**Required work**.
**a)** Answer these about the forum thread on 3OP and BH corner methods:
(i) What does jorgeskm memorize with letters?
(ii) Which method does Kirjava call better for visual memorization?
(iii) What official time does lucarubik report with that memo?
**b)** Go on with the forum thread on 3OP and BH corner methods from its last post.

# 3OP (corners) or BH (corners) with memo visual.



## jorgeskm (May 28, 2011)

Hello.

I memorize the edges with letters. But I can't memorizing the cube complete with letters.

With memorization visual for corners. ¿What method is better, 3OP or BH?

Thank you.


----------



## Kirjava (May 28, 2011)

BH is better for visual imo.


----------



## lucarubik (May 28, 2011)

visual memo with BH is about thinking what you are gonna do, at least that's how i used to do it (now i use letters for everything) is hard to get this, but there is a cuber in argentina that memorize all the cube visually and can do a BLD sub 40
i am 1:02 officialy wiht that memo


----------



## lucarubik (May 28, 2011)

damn it i sent it twice


----------



## jorgeskm (May 28, 2011)

In this post, blah do with 3OP an average of 24, only corners in 23 seconds.

**Dataset excerpt**.

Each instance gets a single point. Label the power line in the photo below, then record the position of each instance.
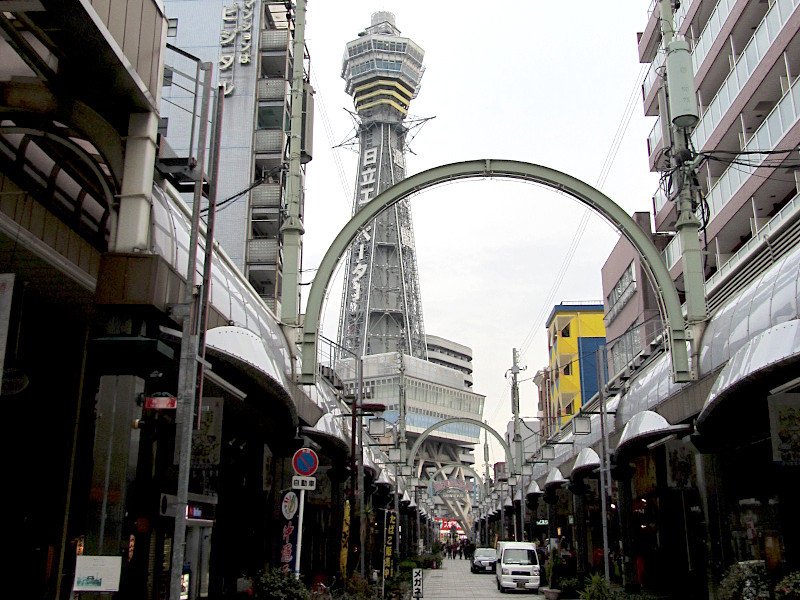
(581, 229)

**Final results**.
**a)**
(i) The edges.
(ii) BH.
(iii) 1:02.

**b)**
http://www.speedsolving.com/forum/showthread.php?4909-Blindfold-Failures-Thread&p=420179#post420179
But I don't know, if this average is with memorization visual. Someone could say me, if this average is with memorization visual or with letters?


----------



## mariano.aquino (Sep 11, 2011)

the cuber they mention above is tomas mansilla, http://www.worldcubeassociation.org/results/p.php?i=2011MANS02
and, yeah, he could even visualize 6/6 multibld
i dont know how he does it...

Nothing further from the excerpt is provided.